It has been claimed that the painting was not in Combe Abbey, Warwickshire, and hence probably also not in the Cravens’ possession, until after at least 1814, the date of a description of the household contents in which the pendant does not feature.43 The paintings are certainly missing from the Combe Abbey inventory of 1769.44 Horace Walpole does not list them in his visit to the house in 1768, neither does Thomas Pennant in his detailed review of the art collection published in 1783.45 But the author of the 1814 description records only a small proportion of the works, evident from a comparison against Pennant’s more thorough account. It is therefore possible that the pendant was hanging at Combe Abbey in 1814 or earlier, but most likely not before 1784.

TASK A: Return every line of the records below that contains the string "column", treating uppercase and lowercase as different.

EXERCISE MATERIALS:

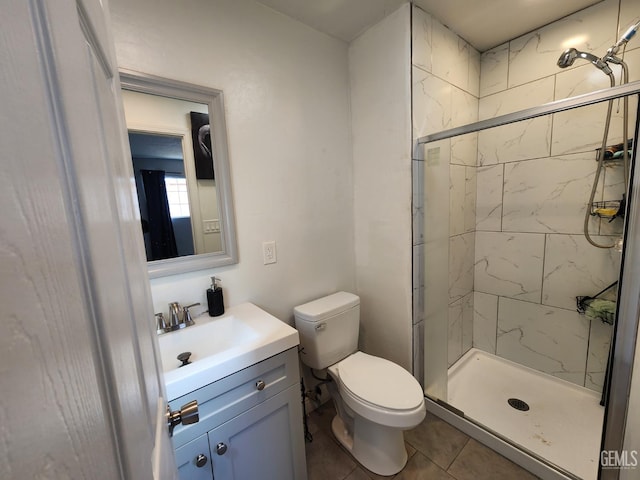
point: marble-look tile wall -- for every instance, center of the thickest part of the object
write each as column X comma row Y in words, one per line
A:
column 446, row 85
column 533, row 182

TASK B: In two sentences, summarize the text about the painting's presence at Combe Abbey.

TASK RESULT A:
write each as column X comma row Y in words, one per line
column 446, row 85
column 533, row 182

TASK RESULT B: The paintings are missing from the Combe Abbey inventory of 1769, from Horace Walpole's list of his 1768 visit, and from Thomas Pennant's 1783 review, and the pendant does not feature in an 1814 description of the household contents. Because the 1814 description records only a small proportion of the works, the pendant may have been hanging at Combe Abbey in 1814 or earlier, but most likely not before 1784.